■ **Set exercise**
Write out exactly, please, the lines from the one containing "Target: reservoir" to the end of the material.

Dataset records about object locations
-- Begin --

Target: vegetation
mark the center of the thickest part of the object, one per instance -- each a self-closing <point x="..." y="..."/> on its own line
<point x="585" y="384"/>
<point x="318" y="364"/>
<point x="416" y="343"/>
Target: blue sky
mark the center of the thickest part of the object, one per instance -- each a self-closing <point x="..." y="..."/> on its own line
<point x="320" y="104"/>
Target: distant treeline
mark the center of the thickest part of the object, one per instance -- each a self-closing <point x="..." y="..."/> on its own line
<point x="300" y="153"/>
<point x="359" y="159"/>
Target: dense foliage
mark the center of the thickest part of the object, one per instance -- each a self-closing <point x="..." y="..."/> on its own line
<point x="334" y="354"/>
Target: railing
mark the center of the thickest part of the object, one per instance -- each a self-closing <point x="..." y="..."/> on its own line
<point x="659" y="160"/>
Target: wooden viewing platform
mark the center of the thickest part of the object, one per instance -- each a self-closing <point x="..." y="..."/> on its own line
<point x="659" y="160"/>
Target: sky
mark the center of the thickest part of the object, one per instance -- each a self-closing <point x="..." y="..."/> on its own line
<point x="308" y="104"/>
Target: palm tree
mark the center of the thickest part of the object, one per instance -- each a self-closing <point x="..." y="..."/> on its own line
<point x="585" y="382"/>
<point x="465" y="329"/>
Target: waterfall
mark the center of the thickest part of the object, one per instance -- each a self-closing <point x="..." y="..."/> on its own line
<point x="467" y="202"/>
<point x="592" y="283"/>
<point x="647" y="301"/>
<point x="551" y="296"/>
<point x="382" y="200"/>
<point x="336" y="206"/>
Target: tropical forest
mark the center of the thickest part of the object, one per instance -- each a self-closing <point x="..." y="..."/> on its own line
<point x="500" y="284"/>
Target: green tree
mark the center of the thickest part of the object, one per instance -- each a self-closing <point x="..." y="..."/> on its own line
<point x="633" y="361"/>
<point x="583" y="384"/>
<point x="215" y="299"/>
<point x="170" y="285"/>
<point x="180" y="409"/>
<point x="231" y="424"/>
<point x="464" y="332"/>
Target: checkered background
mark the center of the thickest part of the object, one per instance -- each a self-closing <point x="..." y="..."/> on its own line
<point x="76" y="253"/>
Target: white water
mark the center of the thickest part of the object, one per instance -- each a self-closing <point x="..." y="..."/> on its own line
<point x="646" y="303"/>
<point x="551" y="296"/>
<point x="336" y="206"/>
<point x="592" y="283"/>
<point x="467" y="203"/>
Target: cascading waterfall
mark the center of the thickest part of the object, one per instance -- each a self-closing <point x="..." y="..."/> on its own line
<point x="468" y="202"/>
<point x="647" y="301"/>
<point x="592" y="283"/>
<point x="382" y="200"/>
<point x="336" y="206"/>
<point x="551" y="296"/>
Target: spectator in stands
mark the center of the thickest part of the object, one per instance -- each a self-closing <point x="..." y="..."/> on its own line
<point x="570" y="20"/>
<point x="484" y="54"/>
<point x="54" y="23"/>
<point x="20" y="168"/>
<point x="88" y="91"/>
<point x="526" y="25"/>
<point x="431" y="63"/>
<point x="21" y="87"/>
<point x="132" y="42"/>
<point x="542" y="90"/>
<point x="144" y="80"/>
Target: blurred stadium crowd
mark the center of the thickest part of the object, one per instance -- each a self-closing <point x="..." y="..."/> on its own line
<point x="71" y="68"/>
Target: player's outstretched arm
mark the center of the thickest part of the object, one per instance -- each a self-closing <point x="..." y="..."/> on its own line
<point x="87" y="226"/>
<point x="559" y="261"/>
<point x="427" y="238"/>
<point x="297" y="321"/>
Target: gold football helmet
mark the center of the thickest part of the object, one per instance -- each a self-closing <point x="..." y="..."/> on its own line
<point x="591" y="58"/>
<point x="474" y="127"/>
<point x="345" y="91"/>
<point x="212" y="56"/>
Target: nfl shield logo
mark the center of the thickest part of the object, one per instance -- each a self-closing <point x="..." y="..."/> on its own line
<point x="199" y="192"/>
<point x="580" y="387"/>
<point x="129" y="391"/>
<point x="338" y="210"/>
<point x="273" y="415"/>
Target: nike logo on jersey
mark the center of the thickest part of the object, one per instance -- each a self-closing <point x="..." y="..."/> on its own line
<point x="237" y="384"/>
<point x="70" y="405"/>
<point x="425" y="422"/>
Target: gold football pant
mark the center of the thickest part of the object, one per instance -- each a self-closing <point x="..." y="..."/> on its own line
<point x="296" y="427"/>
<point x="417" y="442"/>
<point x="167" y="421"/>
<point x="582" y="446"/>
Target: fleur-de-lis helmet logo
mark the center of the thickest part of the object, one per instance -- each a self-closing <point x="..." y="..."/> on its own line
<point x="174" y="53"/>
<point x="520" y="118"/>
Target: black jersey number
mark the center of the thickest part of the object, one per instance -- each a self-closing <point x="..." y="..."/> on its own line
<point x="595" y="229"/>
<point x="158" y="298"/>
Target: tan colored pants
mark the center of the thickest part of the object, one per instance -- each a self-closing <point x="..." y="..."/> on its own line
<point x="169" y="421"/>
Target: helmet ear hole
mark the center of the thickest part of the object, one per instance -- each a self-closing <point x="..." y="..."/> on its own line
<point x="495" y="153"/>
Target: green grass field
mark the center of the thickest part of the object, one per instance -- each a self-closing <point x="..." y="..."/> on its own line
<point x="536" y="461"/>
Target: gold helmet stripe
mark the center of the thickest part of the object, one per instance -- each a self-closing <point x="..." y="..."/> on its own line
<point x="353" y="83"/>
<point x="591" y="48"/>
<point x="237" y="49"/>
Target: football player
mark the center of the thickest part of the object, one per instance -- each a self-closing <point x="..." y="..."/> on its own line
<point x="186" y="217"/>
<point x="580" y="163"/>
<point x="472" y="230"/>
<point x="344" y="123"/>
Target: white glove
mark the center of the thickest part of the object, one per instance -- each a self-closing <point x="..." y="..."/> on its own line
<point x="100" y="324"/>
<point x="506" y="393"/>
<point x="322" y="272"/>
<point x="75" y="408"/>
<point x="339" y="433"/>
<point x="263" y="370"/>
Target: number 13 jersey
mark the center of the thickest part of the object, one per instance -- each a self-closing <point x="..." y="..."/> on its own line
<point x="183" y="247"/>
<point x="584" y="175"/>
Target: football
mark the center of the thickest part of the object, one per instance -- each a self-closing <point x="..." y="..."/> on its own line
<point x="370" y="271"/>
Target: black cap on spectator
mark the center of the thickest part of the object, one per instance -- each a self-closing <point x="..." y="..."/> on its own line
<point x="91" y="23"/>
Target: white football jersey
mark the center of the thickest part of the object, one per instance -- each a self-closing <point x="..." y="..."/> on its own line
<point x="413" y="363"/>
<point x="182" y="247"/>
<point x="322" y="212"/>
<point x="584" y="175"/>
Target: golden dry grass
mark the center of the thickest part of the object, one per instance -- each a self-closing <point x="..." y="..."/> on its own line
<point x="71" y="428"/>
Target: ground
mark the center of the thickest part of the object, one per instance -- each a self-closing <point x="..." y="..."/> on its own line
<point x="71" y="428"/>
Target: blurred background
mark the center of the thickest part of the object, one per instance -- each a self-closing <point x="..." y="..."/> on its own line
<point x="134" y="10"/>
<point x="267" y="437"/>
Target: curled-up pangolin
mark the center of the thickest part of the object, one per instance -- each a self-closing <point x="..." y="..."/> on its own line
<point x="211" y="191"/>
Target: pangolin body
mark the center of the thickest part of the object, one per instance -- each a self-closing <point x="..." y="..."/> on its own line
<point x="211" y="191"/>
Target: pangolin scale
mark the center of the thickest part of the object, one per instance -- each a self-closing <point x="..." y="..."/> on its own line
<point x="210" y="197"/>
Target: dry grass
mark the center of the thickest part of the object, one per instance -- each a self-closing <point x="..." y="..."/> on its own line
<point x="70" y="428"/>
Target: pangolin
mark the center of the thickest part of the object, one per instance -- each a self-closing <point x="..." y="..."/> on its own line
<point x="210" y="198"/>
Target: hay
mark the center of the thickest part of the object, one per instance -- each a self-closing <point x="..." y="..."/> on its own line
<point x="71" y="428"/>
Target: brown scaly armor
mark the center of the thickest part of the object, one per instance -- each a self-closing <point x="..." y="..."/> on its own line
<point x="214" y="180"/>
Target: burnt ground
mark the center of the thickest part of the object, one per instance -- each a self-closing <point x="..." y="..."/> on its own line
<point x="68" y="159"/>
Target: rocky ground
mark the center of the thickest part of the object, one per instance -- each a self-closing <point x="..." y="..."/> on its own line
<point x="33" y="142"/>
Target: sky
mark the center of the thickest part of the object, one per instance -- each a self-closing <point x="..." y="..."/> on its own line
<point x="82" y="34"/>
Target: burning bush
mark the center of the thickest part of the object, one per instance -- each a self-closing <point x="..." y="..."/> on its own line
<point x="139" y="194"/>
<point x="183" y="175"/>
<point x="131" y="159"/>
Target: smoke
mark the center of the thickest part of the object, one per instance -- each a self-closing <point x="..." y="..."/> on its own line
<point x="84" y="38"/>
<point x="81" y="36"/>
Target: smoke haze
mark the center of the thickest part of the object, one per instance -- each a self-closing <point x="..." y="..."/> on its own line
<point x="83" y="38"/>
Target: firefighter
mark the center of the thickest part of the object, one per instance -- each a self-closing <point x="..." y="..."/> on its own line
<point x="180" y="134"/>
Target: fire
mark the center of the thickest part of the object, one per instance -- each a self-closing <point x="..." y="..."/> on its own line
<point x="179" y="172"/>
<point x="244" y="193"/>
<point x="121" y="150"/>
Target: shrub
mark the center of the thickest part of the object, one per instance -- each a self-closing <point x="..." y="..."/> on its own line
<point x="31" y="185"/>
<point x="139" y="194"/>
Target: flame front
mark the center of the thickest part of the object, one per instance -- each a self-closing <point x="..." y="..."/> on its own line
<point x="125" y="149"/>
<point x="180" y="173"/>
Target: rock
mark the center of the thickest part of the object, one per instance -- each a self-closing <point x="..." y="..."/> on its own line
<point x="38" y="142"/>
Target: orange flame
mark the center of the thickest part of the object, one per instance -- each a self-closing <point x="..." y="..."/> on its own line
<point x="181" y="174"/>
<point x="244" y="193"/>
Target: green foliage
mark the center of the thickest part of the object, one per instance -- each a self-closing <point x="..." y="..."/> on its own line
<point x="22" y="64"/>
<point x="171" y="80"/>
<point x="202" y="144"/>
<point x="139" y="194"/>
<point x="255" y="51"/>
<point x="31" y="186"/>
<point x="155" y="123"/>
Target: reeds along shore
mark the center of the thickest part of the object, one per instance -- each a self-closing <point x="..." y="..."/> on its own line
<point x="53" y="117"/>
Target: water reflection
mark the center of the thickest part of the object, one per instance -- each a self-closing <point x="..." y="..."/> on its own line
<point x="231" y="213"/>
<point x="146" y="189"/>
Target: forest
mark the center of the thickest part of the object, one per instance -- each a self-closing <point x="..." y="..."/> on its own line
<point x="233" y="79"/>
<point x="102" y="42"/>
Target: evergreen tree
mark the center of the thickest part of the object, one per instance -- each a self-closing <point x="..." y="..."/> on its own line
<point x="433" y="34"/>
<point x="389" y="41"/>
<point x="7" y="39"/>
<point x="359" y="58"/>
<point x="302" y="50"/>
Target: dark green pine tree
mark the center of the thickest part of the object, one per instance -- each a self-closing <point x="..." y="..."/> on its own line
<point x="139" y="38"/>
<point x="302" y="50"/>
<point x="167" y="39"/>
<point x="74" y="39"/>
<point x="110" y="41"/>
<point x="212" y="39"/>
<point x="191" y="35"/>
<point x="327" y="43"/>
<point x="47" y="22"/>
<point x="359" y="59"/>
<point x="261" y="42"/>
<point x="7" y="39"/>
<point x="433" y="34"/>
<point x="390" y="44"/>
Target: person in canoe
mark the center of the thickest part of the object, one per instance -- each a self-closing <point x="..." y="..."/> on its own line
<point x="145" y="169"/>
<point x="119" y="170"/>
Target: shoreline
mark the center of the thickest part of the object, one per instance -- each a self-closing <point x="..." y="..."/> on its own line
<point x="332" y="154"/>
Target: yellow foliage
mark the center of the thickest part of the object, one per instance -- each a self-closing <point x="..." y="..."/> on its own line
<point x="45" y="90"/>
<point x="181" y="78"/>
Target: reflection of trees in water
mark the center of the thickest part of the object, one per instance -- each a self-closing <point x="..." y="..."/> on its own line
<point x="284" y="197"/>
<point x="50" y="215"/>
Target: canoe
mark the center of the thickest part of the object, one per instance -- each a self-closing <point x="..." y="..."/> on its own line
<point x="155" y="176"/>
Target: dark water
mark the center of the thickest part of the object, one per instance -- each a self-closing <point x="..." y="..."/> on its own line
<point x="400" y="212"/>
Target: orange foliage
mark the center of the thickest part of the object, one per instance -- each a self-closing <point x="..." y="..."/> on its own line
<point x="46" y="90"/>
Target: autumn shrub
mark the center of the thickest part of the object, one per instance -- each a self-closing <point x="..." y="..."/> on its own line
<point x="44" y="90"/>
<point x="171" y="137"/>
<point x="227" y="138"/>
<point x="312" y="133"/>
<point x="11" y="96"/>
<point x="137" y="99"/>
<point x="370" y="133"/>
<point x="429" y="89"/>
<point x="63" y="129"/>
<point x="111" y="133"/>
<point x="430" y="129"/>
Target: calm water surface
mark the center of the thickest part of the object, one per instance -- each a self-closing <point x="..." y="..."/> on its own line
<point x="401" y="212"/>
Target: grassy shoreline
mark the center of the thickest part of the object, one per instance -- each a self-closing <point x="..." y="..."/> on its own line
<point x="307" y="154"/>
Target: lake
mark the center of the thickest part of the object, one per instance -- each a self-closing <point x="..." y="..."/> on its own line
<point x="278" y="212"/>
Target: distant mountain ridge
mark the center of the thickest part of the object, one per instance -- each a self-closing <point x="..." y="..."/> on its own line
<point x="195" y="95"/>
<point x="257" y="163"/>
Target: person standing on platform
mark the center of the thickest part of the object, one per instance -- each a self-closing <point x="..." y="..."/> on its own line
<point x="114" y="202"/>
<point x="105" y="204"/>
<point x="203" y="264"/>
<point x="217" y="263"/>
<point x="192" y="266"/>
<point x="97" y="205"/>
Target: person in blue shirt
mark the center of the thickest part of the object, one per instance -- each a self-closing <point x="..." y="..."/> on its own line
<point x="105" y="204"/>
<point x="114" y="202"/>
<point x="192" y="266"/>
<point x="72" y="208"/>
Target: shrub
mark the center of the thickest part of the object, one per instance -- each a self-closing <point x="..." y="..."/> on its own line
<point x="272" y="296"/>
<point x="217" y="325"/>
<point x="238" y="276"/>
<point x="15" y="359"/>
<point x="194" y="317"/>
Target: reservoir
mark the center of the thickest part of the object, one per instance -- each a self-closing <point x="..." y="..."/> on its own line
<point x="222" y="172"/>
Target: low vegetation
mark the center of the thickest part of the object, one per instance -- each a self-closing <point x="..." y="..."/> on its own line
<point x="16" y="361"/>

-- End --

■ **Answer to this problem**
Target: reservoir
mark the center of the thickest part of the object, one per instance -- each a self-closing <point x="..." y="..."/> on its own line
<point x="222" y="172"/>
Target: low vegetation
mark the center of the thickest part of the object, one per instance -- each a self-closing <point x="..." y="..."/> on its own line
<point x="16" y="361"/>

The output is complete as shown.